▶ **Aim of the exercise**:
Return each entry precisely as it appears below.

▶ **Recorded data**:

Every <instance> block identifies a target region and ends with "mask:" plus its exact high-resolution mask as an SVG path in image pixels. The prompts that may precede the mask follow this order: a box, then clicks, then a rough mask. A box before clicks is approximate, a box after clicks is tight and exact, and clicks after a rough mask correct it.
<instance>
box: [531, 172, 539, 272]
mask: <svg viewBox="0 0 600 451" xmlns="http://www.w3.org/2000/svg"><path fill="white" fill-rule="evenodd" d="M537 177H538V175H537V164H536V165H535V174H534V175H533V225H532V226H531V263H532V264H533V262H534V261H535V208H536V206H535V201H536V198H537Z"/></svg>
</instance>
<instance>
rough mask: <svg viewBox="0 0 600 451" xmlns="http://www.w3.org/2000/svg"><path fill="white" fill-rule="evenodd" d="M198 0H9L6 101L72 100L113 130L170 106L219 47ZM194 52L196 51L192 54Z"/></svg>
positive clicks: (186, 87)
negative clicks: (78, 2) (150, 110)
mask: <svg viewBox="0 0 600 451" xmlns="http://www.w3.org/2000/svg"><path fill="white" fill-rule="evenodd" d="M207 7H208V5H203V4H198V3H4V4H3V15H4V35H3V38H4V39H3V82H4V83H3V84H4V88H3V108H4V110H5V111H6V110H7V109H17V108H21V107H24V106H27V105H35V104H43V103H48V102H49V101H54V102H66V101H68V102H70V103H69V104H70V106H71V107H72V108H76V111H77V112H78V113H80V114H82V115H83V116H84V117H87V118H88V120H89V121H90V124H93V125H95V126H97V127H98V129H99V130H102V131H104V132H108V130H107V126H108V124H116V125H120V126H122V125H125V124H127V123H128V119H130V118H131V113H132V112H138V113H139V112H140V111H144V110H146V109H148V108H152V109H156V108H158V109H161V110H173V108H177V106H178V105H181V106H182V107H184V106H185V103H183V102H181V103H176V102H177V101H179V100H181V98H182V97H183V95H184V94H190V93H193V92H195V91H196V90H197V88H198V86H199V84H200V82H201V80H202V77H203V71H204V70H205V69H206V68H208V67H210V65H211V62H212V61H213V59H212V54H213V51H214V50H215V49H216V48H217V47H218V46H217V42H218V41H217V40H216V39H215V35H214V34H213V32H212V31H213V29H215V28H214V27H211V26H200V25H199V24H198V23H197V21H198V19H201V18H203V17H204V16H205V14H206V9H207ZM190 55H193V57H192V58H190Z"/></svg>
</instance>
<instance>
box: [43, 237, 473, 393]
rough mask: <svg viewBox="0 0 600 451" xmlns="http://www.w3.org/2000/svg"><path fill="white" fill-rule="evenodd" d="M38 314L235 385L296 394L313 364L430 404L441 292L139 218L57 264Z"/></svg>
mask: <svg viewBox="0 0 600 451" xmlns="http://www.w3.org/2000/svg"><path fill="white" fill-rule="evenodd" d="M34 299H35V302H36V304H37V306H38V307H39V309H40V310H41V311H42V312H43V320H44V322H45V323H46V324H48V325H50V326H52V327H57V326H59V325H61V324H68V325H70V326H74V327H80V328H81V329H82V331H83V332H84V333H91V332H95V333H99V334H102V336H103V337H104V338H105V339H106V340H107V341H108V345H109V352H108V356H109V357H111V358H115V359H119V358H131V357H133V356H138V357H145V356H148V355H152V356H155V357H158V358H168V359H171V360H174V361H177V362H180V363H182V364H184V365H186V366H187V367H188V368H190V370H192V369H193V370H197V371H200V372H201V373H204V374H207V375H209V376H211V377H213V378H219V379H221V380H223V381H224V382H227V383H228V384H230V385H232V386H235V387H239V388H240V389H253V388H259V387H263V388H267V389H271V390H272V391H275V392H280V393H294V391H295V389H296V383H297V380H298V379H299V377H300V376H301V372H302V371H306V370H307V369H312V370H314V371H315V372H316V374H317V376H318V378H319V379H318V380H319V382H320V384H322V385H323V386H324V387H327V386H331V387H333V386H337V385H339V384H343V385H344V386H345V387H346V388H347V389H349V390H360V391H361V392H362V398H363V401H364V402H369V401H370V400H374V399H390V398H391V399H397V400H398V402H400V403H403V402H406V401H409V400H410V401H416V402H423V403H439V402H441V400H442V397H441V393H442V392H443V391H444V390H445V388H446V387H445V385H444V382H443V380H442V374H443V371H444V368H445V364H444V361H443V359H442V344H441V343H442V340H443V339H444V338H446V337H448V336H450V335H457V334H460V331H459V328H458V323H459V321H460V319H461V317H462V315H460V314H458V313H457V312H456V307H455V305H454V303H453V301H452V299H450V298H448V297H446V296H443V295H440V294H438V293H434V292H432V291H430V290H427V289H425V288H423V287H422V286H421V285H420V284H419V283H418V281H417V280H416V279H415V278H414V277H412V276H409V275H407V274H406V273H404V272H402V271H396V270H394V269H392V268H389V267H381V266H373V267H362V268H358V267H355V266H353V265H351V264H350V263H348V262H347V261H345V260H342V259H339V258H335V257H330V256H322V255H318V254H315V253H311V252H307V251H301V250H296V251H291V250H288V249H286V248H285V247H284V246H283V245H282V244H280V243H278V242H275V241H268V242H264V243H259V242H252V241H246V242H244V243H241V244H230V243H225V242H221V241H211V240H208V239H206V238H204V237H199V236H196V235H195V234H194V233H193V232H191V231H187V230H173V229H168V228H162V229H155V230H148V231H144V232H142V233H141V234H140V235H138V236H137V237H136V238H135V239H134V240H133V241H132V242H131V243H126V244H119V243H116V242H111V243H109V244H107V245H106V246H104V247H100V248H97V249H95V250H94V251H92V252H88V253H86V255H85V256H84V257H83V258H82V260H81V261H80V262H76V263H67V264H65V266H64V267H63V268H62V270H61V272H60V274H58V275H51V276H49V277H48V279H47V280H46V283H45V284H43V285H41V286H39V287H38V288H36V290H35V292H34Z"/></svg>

▶ **Response to this exercise**:
Every <instance> block identifies a target region and ends with "mask:" plus its exact high-resolution mask as an SVG path in image pixels. The prompts that may precede the mask follow this order: a box, then clicks, then a rough mask. A box before clicks is approximate, a box after clicks is tight and exact, and clicks after a rough mask correct it.
<instance>
box: [531, 172, 539, 272]
mask: <svg viewBox="0 0 600 451" xmlns="http://www.w3.org/2000/svg"><path fill="white" fill-rule="evenodd" d="M537 177H538V175H537V164H536V165H535V174H534V175H533V225H532V226H531V263H532V264H533V262H534V261H535V208H536V206H535V201H536V198H537Z"/></svg>
</instance>
<instance>
rough mask: <svg viewBox="0 0 600 451" xmlns="http://www.w3.org/2000/svg"><path fill="white" fill-rule="evenodd" d="M198 0H9L6 101L72 100L113 130L170 106L219 47ZM194 52L196 51L192 54Z"/></svg>
positive clicks: (186, 87)
negative clicks: (78, 2) (150, 110)
mask: <svg viewBox="0 0 600 451" xmlns="http://www.w3.org/2000/svg"><path fill="white" fill-rule="evenodd" d="M207 7H208V5H203V4H198V3H4V4H3V15H4V35H3V38H4V39H3V82H4V83H3V84H4V88H3V108H4V110H5V111H6V110H7V109H17V108H21V107H24V106H27V105H35V104H43V103H48V102H49V101H54V102H66V101H68V102H70V103H69V104H70V106H71V107H72V108H76V111H77V112H78V113H80V114H82V115H83V116H84V117H87V118H88V120H89V121H90V124H93V125H95V126H97V127H98V129H99V130H102V131H104V132H108V130H107V126H108V124H116V125H120V126H122V125H125V124H127V123H128V119H130V118H131V113H132V112H138V113H139V112H140V111H144V110H146V109H148V108H152V109H156V108H158V109H161V110H173V108H177V106H178V105H181V106H182V107H184V106H185V103H183V102H181V103H176V102H177V101H179V100H181V98H182V97H183V95H184V94H190V93H193V92H195V91H196V90H197V88H198V86H199V84H200V82H201V80H202V77H203V71H204V70H205V69H206V68H208V67H210V65H211V62H212V61H213V59H212V54H213V51H214V50H215V49H216V48H217V47H218V46H217V42H218V41H217V40H216V39H215V35H214V34H213V32H212V31H213V29H215V28H214V27H211V26H200V25H199V24H198V23H197V21H198V19H201V18H203V17H204V16H205V14H206V9H207ZM190 55H193V57H192V58H190Z"/></svg>
</instance>
<instance>
box: [43, 237, 473, 393]
rough mask: <svg viewBox="0 0 600 451" xmlns="http://www.w3.org/2000/svg"><path fill="white" fill-rule="evenodd" d="M38 314L235 385L296 394L313 364L430 404L441 292L139 218L57 264Z"/></svg>
mask: <svg viewBox="0 0 600 451" xmlns="http://www.w3.org/2000/svg"><path fill="white" fill-rule="evenodd" d="M34 299H35V302H36V304H37V306H38V307H39V309H40V310H41V311H42V312H43V320H44V322H45V323H46V324H48V325H50V326H52V327H57V326H59V325H61V324H68V325H70V326H74V327H80V328H81V329H82V331H83V332H84V333H91V332H95V333H99V334H102V336H103V337H104V338H105V339H106V340H107V341H108V345H109V352H108V356H109V357H111V358H115V359H119V358H131V357H133V356H138V357H145V356H148V355H152V356H155V357H158V358H168V359H171V360H174V361H177V362H180V363H182V364H184V365H186V366H187V367H188V368H190V370H192V369H193V370H197V371H200V372H201V373H204V374H207V375H209V376H211V377H213V378H219V379H221V380H223V381H224V382H227V383H228V384H230V385H232V386H235V387H239V388H240V389H253V388H259V387H263V388H267V389H271V390H272V391H275V392H280V393H294V391H295V389H296V383H297V380H298V379H299V377H300V376H301V372H302V371H306V370H307V369H312V370H314V371H315V372H316V374H317V376H318V378H319V379H318V380H319V382H320V384H322V385H323V386H324V387H327V386H331V387H333V386H337V385H339V384H343V385H344V386H345V387H346V388H347V389H349V390H360V391H361V392H362V398H363V401H364V402H369V401H370V400H374V399H390V398H391V399H397V400H398V402H400V403H403V402H406V401H409V400H410V401H416V402H423V403H439V402H441V400H442V397H441V393H442V392H443V391H444V390H445V388H446V387H445V385H444V382H443V380H442V374H443V371H444V368H445V364H444V361H443V359H442V344H441V343H442V340H443V339H444V338H446V337H448V336H450V335H457V334H460V331H459V328H458V323H459V321H460V319H461V317H462V315H460V314H458V313H457V312H456V307H455V305H454V303H453V301H452V299H450V298H448V297H446V296H443V295H440V294H438V293H434V292H432V291H430V290H427V289H425V288H423V287H422V286H421V285H420V284H419V283H418V281H417V280H416V279H415V278H414V277H412V276H409V275H407V274H406V273H404V272H402V271H396V270H394V269H392V268H389V267H381V266H373V267H362V268H358V267H355V266H353V265H351V264H350V263H348V262H347V261H345V260H342V259H339V258H335V257H330V256H322V255H318V254H315V253H311V252H307V251H301V250H296V251H291V250H288V249H286V248H285V247H284V246H283V245H282V244H280V243H278V242H275V241H268V242H264V243H259V242H252V241H246V242H244V243H241V244H230V243H225V242H221V241H211V240H208V239H206V238H204V237H199V236H196V235H195V234H194V233H193V232H191V231H187V230H173V229H168V228H162V229H155V230H148V231H144V232H142V233H141V234H140V235H138V236H137V237H136V238H135V239H134V240H133V241H132V242H131V243H126V244H119V243H116V242H111V243H109V244H107V245H106V246H104V247H100V248H97V249H95V250H94V251H92V252H88V253H86V255H85V256H84V257H83V258H82V260H81V261H80V262H76V263H67V264H65V266H64V267H63V268H62V270H61V272H60V274H58V275H51V276H49V277H48V279H47V280H46V283H45V284H43V285H41V286H39V287H38V288H36V290H35V292H34Z"/></svg>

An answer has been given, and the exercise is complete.